• _YOUR INSTRUCTIONS_
Render the part of the entries that opens with the line containing "Q. Point to the light" and closes with the line containing "pixel 181 11", both included, as a Markdown table with the columns Row and Line. Number each line in Row and put the line itself in Line, skipping any blank lines.

(Location identification entries)
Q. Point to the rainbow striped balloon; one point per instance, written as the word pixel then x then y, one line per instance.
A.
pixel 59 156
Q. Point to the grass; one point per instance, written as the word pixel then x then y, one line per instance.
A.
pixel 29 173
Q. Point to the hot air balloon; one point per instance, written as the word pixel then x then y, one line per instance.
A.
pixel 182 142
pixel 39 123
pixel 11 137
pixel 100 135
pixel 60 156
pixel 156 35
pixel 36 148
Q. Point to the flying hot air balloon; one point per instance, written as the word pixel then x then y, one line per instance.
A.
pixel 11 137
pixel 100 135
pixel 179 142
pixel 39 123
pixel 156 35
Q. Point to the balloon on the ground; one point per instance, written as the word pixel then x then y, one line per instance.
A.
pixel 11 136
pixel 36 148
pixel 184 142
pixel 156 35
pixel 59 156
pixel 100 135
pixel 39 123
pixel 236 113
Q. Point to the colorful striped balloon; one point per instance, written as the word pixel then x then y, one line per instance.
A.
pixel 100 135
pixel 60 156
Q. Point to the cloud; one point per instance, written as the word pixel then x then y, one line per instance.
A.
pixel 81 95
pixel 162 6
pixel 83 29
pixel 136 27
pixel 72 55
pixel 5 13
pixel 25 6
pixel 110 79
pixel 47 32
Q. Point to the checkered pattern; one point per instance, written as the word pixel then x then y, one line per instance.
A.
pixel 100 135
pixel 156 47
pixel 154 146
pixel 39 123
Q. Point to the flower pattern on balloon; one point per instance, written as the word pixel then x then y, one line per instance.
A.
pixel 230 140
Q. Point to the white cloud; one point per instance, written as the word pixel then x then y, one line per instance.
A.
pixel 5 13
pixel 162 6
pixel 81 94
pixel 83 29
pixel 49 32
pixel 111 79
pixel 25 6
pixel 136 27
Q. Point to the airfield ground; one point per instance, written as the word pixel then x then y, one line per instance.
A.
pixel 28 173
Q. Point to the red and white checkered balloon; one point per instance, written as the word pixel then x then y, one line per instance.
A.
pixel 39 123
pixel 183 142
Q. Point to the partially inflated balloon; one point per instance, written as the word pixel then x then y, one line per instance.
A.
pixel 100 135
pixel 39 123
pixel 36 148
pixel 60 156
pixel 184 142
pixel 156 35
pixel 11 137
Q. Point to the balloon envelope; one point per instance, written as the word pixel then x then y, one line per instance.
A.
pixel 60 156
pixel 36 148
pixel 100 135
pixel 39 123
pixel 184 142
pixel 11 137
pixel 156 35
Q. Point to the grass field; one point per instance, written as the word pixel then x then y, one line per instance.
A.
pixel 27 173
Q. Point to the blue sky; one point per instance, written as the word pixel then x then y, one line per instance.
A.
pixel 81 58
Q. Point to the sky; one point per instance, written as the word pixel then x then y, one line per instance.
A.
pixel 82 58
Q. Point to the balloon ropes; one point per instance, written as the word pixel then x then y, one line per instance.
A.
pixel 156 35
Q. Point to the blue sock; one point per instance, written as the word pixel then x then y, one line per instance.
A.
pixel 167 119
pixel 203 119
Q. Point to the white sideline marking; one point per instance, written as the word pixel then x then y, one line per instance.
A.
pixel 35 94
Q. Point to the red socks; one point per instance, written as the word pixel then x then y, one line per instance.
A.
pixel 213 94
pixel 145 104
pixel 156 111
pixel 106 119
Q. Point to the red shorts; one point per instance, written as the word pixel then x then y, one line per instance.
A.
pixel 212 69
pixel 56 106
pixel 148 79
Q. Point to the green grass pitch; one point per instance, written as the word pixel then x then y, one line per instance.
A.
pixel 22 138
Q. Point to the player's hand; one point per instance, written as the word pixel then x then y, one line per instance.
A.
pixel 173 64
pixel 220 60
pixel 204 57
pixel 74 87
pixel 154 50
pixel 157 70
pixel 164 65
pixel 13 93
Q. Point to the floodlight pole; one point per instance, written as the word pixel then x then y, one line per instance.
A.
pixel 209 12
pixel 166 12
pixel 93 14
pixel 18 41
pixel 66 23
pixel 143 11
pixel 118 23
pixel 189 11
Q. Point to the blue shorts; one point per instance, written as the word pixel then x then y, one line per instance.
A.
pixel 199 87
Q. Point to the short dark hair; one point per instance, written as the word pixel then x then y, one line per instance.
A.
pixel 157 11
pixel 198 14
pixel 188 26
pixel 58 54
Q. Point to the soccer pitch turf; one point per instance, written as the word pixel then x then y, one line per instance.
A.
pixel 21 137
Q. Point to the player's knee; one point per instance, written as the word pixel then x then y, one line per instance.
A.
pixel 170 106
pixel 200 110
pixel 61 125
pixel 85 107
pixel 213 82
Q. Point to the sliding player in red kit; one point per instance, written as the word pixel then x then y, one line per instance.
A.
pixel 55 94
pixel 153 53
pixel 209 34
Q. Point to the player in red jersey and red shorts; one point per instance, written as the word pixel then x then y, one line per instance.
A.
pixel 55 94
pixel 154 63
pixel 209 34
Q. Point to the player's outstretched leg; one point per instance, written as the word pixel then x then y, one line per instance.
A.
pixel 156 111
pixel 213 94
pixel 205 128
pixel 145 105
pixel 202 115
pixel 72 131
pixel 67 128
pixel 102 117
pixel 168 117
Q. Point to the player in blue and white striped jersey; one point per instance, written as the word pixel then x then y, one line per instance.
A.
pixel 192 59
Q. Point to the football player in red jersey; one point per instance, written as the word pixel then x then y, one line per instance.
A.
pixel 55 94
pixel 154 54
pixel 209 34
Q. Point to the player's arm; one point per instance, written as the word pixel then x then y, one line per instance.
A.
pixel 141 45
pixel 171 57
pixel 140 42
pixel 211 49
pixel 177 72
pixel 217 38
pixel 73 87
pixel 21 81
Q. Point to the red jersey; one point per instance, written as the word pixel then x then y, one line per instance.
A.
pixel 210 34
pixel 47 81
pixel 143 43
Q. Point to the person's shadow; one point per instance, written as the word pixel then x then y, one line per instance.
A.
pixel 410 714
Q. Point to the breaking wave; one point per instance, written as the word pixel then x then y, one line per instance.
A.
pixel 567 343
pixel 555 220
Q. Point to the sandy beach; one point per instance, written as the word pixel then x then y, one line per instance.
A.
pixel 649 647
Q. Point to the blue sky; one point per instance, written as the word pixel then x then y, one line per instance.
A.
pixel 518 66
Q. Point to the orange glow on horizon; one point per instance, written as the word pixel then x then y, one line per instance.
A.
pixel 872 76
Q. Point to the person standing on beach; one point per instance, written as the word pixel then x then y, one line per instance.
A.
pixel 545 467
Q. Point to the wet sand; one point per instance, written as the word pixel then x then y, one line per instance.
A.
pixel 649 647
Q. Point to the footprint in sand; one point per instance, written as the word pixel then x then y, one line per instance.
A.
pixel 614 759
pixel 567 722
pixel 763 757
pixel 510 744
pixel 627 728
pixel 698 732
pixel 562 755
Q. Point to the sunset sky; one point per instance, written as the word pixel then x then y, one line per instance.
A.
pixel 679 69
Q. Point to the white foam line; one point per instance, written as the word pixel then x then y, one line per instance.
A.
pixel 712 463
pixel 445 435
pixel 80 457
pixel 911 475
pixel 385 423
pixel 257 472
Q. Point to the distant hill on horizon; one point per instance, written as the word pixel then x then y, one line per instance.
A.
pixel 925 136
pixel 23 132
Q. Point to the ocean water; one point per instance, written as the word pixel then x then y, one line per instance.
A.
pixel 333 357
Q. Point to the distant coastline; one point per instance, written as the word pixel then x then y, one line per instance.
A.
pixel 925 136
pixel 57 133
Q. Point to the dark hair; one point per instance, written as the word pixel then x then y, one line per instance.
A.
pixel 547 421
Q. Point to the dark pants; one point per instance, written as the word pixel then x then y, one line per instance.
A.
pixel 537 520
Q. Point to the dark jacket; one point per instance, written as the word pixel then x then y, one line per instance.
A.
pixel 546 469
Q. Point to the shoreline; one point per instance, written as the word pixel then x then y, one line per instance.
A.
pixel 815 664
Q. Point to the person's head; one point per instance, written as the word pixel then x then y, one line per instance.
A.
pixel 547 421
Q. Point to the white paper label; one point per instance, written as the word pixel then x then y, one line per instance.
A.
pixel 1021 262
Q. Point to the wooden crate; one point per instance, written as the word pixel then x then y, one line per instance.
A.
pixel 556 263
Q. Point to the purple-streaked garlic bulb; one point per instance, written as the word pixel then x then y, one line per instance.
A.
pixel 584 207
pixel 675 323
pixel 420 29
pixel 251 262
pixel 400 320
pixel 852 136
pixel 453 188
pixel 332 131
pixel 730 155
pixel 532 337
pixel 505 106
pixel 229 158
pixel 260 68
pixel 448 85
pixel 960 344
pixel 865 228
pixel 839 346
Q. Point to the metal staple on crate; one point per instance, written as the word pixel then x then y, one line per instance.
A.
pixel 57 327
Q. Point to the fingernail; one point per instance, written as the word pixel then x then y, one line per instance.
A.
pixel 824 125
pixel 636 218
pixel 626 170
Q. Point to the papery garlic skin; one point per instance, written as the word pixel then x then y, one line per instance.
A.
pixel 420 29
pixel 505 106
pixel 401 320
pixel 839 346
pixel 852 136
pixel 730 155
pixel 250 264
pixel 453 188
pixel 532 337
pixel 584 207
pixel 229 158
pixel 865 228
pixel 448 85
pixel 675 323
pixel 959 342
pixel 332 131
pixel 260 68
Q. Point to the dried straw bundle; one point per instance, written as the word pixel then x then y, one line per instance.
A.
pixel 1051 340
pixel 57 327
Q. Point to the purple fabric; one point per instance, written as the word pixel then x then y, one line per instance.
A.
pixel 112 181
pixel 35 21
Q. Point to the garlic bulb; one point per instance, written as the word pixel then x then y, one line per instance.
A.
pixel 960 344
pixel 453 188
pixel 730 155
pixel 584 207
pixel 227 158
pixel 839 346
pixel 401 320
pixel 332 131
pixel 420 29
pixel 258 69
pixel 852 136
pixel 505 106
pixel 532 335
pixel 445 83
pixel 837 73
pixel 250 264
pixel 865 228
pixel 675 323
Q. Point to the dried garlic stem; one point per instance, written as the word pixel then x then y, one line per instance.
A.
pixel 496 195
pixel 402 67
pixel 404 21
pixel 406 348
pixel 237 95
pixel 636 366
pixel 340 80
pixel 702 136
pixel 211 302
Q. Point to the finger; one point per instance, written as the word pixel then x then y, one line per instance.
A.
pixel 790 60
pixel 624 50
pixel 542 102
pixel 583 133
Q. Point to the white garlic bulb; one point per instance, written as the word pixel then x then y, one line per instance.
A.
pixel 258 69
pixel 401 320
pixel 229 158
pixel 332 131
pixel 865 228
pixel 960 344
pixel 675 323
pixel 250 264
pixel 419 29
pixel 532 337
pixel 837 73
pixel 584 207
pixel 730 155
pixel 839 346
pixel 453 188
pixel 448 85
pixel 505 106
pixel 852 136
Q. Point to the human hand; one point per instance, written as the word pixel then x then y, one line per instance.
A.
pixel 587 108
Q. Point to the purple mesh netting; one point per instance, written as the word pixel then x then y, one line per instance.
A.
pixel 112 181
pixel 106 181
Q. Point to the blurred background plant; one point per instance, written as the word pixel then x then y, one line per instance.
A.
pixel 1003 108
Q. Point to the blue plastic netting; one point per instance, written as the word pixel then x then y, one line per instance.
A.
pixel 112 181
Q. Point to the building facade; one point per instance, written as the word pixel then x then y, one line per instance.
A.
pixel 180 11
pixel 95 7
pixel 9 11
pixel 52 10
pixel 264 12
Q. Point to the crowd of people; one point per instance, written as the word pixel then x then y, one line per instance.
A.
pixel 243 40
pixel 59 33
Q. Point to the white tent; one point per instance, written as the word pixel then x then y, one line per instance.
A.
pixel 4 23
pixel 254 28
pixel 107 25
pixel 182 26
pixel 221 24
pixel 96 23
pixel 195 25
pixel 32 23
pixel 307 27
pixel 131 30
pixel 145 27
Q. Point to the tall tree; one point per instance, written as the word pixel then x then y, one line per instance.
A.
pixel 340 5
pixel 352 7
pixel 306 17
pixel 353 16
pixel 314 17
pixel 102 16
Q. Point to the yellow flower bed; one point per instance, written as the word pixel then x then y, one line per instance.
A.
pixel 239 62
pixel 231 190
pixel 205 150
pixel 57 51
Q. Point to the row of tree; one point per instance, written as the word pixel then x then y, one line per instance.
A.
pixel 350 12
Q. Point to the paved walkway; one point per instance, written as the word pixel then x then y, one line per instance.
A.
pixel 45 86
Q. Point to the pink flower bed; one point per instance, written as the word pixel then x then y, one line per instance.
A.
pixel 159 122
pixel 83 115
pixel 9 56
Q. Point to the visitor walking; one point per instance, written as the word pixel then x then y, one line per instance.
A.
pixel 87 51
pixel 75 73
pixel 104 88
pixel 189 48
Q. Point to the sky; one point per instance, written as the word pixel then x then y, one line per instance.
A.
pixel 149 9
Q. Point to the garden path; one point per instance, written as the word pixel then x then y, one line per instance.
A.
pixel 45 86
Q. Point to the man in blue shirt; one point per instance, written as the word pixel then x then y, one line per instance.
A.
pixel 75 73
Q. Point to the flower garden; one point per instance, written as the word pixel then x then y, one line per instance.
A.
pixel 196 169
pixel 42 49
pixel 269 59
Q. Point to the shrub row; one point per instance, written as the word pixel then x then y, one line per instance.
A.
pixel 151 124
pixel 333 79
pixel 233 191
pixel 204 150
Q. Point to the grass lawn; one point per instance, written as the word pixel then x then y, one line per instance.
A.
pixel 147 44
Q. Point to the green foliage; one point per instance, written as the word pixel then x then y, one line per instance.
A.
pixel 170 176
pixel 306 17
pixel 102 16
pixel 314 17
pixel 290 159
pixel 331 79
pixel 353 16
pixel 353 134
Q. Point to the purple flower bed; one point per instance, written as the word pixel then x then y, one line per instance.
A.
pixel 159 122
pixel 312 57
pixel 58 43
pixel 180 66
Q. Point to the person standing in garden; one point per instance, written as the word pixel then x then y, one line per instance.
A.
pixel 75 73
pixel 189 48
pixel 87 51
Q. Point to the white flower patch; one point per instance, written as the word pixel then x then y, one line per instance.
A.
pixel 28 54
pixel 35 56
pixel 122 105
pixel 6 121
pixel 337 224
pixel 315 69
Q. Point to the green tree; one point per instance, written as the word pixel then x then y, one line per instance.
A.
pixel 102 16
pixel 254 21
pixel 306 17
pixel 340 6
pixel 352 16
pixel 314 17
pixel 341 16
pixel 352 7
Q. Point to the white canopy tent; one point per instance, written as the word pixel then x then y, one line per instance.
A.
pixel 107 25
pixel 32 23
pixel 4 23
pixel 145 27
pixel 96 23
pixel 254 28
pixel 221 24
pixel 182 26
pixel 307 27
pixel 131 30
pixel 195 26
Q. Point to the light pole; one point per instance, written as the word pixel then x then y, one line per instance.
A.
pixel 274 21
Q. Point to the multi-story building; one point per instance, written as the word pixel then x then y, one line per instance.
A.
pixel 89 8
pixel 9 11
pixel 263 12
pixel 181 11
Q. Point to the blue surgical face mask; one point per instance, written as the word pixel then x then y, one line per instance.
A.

• _RESPONSE TO THE TASK_
| Row | Line |
|---|---|
| 1 | Q. Point to the light pole; one point per instance, written as the word pixel then x then y, one line per instance. |
| 2 | A. |
| 3 | pixel 274 21 |
| 4 | Q. Point to the multi-story building; one point per instance, written as the word pixel then x then y, one line per instance. |
| 5 | A. |
| 6 | pixel 89 8 |
| 7 | pixel 9 11 |
| 8 | pixel 263 12 |
| 9 | pixel 181 11 |